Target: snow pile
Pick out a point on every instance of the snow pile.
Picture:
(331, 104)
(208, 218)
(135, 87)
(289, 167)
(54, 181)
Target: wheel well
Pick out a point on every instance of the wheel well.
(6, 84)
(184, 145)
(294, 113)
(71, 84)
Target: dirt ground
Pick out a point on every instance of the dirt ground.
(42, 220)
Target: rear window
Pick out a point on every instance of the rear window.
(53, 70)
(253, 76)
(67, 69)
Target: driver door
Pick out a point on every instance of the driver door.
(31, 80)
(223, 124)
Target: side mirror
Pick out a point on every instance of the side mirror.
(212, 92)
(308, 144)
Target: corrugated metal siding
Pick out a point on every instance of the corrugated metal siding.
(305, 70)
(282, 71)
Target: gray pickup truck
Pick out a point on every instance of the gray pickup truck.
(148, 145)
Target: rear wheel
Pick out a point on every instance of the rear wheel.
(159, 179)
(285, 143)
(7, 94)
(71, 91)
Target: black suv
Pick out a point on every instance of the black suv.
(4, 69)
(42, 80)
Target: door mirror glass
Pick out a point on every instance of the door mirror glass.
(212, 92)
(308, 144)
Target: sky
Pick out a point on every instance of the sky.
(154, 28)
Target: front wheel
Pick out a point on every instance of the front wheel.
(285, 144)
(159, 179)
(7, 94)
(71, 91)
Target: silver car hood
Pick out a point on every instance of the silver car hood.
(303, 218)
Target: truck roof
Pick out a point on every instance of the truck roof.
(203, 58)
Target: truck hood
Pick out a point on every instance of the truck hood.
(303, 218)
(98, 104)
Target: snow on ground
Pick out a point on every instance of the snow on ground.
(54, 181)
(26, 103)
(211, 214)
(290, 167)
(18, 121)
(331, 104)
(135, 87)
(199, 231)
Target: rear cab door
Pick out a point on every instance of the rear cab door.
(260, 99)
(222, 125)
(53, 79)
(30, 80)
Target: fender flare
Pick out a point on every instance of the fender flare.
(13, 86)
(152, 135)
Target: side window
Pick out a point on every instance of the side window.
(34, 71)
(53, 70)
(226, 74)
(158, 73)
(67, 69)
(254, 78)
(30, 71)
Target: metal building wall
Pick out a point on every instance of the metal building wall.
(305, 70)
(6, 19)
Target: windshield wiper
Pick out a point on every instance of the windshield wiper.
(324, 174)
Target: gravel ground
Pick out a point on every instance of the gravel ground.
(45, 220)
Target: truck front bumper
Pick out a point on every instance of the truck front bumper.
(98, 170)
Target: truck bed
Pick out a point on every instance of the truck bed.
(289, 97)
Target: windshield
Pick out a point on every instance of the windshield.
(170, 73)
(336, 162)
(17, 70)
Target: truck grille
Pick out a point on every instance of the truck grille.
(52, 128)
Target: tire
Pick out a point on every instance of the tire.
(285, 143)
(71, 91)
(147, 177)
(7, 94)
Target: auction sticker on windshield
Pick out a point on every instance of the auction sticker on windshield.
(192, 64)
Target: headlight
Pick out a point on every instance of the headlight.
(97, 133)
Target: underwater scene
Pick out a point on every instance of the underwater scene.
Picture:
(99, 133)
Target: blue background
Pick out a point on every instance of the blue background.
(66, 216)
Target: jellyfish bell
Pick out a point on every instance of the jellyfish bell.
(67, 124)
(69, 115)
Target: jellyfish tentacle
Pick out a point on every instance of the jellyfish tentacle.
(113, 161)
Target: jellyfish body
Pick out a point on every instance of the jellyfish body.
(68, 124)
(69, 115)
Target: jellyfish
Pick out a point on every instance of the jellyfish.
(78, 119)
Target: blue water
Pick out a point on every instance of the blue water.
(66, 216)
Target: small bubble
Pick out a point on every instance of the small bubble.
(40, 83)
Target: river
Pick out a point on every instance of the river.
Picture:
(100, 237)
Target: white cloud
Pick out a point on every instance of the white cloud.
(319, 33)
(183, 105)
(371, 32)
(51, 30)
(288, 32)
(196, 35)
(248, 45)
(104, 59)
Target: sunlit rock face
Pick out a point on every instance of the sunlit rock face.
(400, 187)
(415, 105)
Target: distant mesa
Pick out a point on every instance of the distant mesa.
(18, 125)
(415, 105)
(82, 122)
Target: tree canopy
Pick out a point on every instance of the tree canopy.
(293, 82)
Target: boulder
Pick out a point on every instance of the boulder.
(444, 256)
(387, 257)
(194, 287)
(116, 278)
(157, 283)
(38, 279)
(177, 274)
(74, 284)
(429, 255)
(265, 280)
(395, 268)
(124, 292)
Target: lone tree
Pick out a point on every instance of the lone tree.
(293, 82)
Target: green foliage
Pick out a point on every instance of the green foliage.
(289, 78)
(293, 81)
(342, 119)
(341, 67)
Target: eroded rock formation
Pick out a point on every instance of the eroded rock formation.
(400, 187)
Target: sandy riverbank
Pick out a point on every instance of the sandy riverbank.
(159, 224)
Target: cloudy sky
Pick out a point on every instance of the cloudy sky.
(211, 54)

◇ ◇ ◇ ◇ ◇ ◇ ◇

**What the task asks:** Return all of the entries word for word.

**Task solution:**
Target: snow pile
Pick out a point on every instance of the snow pile.
Picture:
(331, 104)
(208, 218)
(135, 87)
(289, 167)
(54, 181)
Target: wheel well
Pick out a point on every instance of the wheel well.
(6, 84)
(184, 145)
(294, 113)
(71, 84)
Target: dirt ground
Pick out a point on every instance of the dirt ground.
(42, 220)
Target: rear window
Pick out a point on every instance of the rear window.
(53, 70)
(253, 76)
(67, 69)
Target: driver door
Pick out a point on every instance of the driver door.
(31, 80)
(223, 124)
Target: side mirror
Pick out a point on every instance of the side mirror.
(212, 92)
(308, 144)
Target: corrugated metal siding
Pick out a point on every instance of the corrugated metal siding.
(305, 70)
(282, 71)
Target: gray pickup truck
Pick out a point on every instance of the gray pickup truck.
(148, 145)
Target: rear wheel
Pick out a point on every instance of the rear wheel.
(159, 179)
(285, 143)
(7, 94)
(71, 91)
Target: black suv
Pick out a point on every instance of the black suv.
(4, 69)
(42, 80)
Target: door mirror glass
Pick out a point on every instance of the door mirror glass.
(212, 92)
(308, 144)
Target: sky
Pick out a point on every instance of the sky.
(154, 28)
Target: front wheel
Pick out a point on every instance of the front wheel.
(285, 144)
(159, 179)
(7, 94)
(71, 91)
Target: silver car hood
Pick out a point on every instance of the silver car hood.
(303, 218)
Target: truck roof
Pick out a point on every instance of the truck roof.
(203, 58)
Target: truck hood
Pick out a point on every instance of the truck hood.
(303, 218)
(98, 104)
Target: snow on ground
Pick out a point on every instance of the snow on ground.
(54, 181)
(26, 103)
(211, 214)
(290, 167)
(18, 121)
(331, 104)
(135, 87)
(199, 231)
Target: rear cab door
Pick out a point on every instance of the rear cab door.
(260, 99)
(222, 125)
(53, 79)
(30, 80)
Target: fender flare
Pick out a point on every instance of the fender flare.
(13, 86)
(152, 135)
Target: side window
Pick out a point on every instance of the side window.
(34, 71)
(53, 70)
(226, 74)
(158, 73)
(67, 69)
(254, 78)
(30, 71)
Target: metal building wall
Pick out a point on every instance of the metal building wall.
(305, 70)
(6, 19)
Target: windshield wiper
Pick out a point on every instance of the windshield wiper.
(324, 174)
Target: gravel ground
Pick out a point on every instance of the gravel ground.
(45, 220)
Target: truck front bumper
Pick out a point on every instance of the truck front bumper.
(98, 170)
Target: truck bed
Pick out a point on every instance of the truck bed.
(289, 97)
Target: windshield
Pick out a point on every instance of the windshield.
(170, 73)
(336, 162)
(17, 70)
Target: truck grille
Pick out a point on every instance of the truck grille.
(52, 128)
Target: tire
Pick out a point on every instance of the tire.
(285, 143)
(71, 91)
(147, 177)
(7, 94)
Target: auction sticker on windshield
Pick out a point on every instance of the auction sticker on windshield.
(192, 64)
Target: headlight
Pick out a point on every instance of the headlight.
(97, 133)
Target: underwater scene
Pick out a point on every instance of the underwater scene.
Picture:
(99, 133)
Target: blue background
Pick out a point on every instance of the blue background.
(66, 216)
Target: jellyfish bell
Pick out a point on every instance of the jellyfish bell.
(67, 124)
(69, 115)
Target: jellyfish tentacle
Pick out a point on every instance of the jellyfish tentacle.
(113, 161)
Target: jellyfish body
Pick out a point on every instance of the jellyfish body.
(68, 124)
(69, 115)
Target: jellyfish
Pick out a point on every instance of the jellyfish.
(78, 119)
Target: blue water
Pick out a point on every instance of the blue water.
(66, 216)
Target: small bubble
Pick out a point on every instance of the small bubble.
(40, 83)
Target: river
Pick out a point on every instance of the river.
Picture:
(100, 237)
Target: white cloud
Pick out a point on every instance of the white cloud.
(319, 33)
(183, 105)
(371, 32)
(51, 30)
(288, 32)
(196, 35)
(248, 45)
(104, 59)
Target: sunlit rock face
Pick out a point on every instance of the sunlit rock face.
(400, 187)
(415, 105)
Target: distant mesa
Pick out a point on every instance of the distant mesa.
(18, 125)
(415, 105)
(82, 122)
Target: tree canopy
Pick out a point on every instance of the tree canopy.
(293, 82)
Target: boulder
Pick out a point on every instance of the boulder.
(444, 256)
(387, 257)
(194, 287)
(116, 278)
(157, 283)
(38, 279)
(177, 274)
(74, 284)
(429, 255)
(265, 280)
(395, 268)
(124, 292)
Target: lone tree
Pick out a point on every instance of the lone tree.
(293, 82)
Target: green foliage
Pick out a point on every instance of the green foliage.
(289, 78)
(293, 81)
(342, 119)
(341, 67)
Target: eroded rock formation
Pick out a point on every instance of the eroded rock formation.
(400, 187)
Target: sandy riverbank
Pick out a point on every instance of the sandy riverbank.
(159, 224)
Target: cloudy sky
Pick out a point on every instance of the cloudy sky.
(211, 54)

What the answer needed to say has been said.